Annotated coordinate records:
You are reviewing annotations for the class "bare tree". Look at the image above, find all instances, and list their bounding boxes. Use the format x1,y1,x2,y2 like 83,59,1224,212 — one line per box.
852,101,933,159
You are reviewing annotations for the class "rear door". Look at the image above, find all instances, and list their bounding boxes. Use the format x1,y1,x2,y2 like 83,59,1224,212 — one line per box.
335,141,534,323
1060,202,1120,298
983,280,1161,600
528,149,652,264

WORK REQUIRED: Can you write out all of the lines above again, requests included, with every bounding-box coordinate in the answers shifted up by 53 and the requests left as they are?

RESPONSE:
You are reviewing annotations for the class "bare tree". Look at the image above, find all instances, and list their bounding boxes. Use the format x1,y1,x2,y2 like 83,59,1224,212 — one line per box.
905,154,986,212
You are reviewing annotations for the class "rear door". Look at the image above, find all instances, and list their bounding boxes. Use the format x1,y1,x2,y2 like 83,59,1224,212 — one line per box.
388,194,587,376
1113,255,1173,351
1036,333,1214,653
581,202,705,317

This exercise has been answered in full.